> Records for this exercise
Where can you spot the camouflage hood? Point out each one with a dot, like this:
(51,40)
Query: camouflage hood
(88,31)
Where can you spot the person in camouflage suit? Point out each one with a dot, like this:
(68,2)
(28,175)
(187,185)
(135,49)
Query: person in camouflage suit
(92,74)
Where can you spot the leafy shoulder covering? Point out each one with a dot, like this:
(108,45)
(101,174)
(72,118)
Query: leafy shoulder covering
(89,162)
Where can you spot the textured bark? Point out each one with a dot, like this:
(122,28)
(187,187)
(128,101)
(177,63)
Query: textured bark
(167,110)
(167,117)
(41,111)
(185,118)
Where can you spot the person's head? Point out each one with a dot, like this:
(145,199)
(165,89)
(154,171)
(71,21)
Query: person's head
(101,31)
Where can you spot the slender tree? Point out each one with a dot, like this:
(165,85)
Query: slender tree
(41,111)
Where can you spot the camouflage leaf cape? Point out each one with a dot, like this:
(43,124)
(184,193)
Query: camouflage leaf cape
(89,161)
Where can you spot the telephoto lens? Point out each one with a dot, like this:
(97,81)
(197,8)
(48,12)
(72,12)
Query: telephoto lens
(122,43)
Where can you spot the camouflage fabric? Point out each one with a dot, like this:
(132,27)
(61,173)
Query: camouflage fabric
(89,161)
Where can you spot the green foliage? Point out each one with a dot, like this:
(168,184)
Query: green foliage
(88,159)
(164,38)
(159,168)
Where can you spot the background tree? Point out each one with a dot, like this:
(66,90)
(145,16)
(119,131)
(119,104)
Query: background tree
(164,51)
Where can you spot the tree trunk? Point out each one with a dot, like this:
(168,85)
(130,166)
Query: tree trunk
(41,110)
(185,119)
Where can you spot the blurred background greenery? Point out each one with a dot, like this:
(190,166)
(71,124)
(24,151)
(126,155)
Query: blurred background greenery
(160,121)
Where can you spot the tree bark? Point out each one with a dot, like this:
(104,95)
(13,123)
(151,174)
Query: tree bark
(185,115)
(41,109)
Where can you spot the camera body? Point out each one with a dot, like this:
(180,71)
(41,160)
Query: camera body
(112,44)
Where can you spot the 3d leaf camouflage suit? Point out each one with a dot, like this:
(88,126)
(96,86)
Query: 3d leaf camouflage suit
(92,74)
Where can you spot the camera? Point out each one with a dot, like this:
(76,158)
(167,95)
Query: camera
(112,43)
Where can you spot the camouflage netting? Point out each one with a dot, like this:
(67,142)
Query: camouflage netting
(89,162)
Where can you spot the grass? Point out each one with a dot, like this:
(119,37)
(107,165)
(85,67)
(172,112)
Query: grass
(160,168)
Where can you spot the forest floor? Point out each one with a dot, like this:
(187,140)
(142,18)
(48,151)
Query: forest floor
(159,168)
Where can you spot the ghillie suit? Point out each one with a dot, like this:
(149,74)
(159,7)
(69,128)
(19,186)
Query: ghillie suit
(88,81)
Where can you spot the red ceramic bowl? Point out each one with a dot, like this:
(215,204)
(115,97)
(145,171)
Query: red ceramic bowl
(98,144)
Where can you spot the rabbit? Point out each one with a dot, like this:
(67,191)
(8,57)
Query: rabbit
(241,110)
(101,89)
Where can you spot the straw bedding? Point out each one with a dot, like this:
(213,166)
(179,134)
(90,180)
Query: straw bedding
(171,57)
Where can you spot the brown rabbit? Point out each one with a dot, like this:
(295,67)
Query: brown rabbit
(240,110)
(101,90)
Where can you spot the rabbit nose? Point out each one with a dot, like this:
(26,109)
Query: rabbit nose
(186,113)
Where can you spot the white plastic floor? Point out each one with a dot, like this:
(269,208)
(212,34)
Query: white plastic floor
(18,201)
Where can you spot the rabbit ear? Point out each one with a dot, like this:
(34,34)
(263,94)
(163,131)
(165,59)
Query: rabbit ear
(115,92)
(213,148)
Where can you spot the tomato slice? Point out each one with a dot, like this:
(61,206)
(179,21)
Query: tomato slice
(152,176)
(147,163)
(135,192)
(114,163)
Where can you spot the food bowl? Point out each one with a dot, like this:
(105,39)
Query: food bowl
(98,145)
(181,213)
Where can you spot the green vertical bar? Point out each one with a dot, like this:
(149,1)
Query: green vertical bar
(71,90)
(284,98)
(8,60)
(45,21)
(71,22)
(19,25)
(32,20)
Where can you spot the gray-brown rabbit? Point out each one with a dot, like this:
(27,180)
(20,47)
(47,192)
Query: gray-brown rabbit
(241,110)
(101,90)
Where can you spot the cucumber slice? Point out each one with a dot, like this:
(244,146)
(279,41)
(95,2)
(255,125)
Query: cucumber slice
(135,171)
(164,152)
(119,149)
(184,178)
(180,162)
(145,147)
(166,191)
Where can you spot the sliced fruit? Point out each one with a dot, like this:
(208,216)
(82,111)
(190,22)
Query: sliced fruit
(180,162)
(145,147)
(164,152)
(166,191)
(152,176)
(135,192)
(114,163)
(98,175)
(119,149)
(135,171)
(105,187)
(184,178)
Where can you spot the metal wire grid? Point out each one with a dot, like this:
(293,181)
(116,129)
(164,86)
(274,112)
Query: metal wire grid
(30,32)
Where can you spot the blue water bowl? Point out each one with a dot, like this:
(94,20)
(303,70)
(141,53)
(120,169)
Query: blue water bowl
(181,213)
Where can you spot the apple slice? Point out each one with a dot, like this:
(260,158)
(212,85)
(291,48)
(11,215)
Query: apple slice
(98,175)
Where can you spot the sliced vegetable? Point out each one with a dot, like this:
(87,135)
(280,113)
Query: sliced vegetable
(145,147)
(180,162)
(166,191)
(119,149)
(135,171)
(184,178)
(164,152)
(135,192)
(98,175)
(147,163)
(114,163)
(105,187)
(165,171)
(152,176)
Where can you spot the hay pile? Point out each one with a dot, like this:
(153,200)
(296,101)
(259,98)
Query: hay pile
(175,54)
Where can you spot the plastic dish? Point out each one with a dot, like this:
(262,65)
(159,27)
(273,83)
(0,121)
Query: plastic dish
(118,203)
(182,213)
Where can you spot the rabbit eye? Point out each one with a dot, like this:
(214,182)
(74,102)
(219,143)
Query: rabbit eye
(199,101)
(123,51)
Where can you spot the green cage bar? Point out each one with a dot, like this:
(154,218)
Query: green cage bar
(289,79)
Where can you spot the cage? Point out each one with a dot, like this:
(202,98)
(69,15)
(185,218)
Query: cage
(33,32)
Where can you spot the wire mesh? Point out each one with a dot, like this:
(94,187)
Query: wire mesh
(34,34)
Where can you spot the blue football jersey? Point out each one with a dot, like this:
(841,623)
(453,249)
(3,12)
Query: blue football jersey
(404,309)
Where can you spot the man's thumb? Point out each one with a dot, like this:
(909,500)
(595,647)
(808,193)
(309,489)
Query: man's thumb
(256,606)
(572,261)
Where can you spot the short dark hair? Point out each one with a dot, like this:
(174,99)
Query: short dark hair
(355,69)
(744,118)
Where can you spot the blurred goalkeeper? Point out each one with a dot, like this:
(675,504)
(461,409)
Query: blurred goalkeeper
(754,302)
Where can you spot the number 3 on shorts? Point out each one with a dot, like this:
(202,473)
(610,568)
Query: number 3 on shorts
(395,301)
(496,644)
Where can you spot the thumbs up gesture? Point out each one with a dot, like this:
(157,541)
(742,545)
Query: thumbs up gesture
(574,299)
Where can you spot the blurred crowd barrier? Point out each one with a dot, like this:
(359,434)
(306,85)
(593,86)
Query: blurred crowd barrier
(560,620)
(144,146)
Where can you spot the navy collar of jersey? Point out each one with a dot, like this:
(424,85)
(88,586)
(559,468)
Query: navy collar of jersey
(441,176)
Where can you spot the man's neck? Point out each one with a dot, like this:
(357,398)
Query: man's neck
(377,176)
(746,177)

--

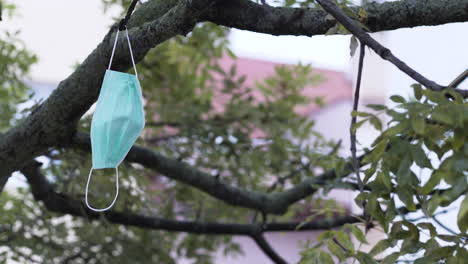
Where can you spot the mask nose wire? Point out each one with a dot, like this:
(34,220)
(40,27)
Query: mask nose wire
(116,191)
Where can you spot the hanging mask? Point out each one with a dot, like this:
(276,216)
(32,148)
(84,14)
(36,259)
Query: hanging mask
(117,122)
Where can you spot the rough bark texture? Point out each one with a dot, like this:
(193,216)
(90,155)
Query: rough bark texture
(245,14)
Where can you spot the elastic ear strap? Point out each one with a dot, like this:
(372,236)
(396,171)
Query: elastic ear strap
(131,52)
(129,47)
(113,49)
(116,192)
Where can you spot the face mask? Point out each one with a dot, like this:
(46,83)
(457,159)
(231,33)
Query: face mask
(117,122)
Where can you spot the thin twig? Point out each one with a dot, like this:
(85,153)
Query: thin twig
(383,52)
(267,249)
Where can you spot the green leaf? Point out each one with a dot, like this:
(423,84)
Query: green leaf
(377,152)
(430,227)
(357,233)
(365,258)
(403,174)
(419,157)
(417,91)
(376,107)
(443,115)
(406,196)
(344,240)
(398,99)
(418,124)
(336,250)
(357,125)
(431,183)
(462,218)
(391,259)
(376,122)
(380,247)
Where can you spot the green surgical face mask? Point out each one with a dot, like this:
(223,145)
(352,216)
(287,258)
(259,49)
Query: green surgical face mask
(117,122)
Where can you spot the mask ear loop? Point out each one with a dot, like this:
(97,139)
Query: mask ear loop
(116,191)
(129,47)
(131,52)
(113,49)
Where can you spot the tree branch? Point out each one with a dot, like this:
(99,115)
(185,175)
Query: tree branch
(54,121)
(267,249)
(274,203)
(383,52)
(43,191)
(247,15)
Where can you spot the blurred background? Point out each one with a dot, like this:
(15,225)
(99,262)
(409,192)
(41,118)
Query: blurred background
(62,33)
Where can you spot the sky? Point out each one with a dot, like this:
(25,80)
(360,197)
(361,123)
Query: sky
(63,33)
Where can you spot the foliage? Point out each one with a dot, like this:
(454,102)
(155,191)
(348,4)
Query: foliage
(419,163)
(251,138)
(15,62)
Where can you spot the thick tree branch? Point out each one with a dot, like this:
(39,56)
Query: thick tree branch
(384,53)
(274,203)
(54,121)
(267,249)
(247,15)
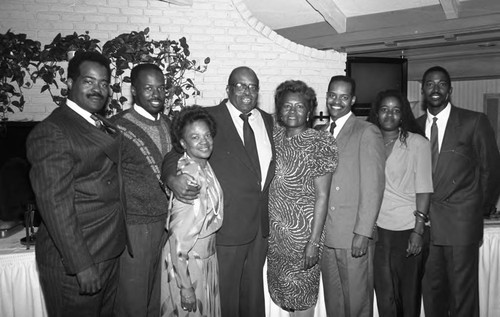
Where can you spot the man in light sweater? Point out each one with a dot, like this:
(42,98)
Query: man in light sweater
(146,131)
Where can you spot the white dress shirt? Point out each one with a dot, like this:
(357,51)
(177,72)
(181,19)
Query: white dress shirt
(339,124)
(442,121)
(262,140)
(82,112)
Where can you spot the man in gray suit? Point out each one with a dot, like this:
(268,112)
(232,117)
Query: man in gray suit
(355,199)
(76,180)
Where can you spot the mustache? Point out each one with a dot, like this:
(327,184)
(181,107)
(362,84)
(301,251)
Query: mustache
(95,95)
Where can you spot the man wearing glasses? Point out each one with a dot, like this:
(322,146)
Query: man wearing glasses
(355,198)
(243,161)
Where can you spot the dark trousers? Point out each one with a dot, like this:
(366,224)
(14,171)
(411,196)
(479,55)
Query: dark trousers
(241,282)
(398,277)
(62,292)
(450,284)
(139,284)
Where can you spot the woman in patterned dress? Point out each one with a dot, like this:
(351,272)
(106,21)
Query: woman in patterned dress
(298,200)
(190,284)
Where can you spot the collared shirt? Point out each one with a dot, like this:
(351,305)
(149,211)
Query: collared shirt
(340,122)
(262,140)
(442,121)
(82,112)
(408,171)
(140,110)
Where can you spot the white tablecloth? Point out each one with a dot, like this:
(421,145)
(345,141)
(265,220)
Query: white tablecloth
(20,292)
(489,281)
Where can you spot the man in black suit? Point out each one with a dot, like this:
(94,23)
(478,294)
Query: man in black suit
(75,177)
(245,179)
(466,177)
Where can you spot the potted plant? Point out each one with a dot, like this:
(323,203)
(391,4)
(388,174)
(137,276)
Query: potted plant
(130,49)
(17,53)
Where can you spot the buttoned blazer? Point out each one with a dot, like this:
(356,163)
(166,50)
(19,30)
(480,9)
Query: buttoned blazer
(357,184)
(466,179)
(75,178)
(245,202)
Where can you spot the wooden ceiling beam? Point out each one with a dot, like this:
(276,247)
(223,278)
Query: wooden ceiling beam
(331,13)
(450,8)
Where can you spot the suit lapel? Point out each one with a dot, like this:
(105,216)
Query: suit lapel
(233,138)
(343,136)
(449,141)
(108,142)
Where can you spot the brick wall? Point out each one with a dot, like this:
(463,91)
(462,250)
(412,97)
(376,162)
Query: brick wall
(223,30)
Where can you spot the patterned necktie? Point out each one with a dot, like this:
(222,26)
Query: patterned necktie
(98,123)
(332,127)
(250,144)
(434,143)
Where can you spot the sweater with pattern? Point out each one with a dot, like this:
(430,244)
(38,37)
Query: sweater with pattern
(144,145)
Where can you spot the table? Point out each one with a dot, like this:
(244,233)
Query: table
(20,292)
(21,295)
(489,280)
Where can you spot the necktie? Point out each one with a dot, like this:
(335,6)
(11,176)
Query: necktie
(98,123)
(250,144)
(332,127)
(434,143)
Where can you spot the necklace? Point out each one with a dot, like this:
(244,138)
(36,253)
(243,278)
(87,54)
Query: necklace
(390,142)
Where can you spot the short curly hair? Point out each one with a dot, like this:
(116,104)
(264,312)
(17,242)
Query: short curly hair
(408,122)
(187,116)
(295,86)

---

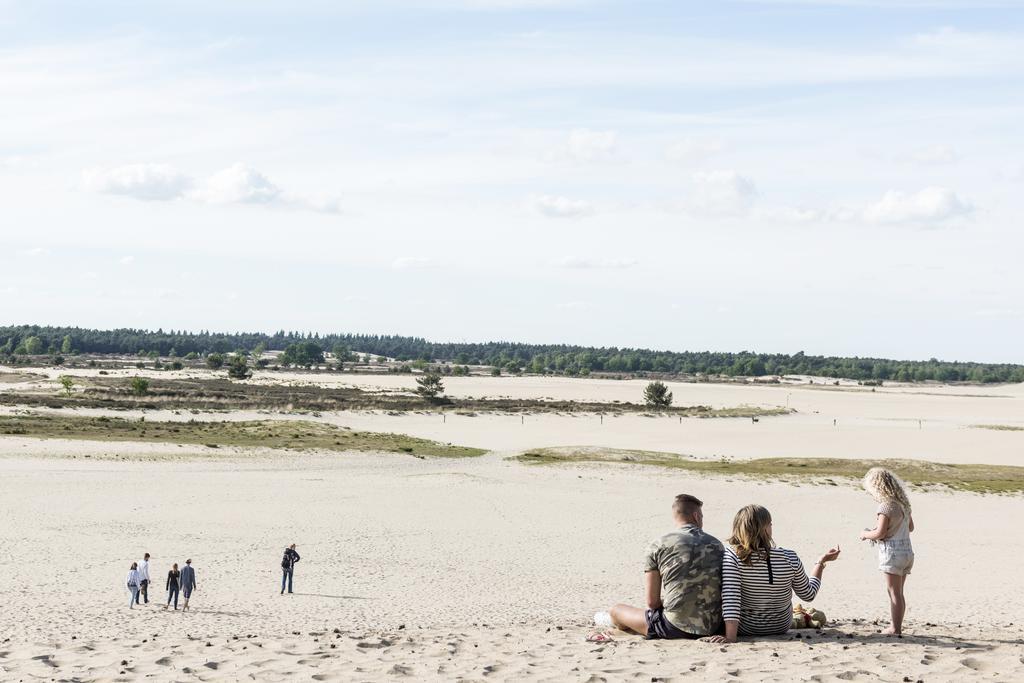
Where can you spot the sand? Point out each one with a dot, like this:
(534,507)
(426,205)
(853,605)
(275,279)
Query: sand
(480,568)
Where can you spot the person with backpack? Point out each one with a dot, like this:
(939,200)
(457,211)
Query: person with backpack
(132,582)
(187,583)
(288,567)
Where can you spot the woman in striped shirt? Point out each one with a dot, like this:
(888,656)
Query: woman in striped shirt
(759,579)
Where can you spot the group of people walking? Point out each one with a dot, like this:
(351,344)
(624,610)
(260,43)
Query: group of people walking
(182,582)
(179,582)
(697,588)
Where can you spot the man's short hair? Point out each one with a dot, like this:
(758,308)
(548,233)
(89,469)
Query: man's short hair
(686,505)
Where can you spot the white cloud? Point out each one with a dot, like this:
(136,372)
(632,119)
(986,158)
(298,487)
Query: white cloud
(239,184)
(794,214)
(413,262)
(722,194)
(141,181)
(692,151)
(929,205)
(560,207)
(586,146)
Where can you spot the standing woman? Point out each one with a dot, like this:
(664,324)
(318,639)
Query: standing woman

> What is asked
Count the lines above that contain the word "mustache", and reply with that number alone.

> Expected answer
2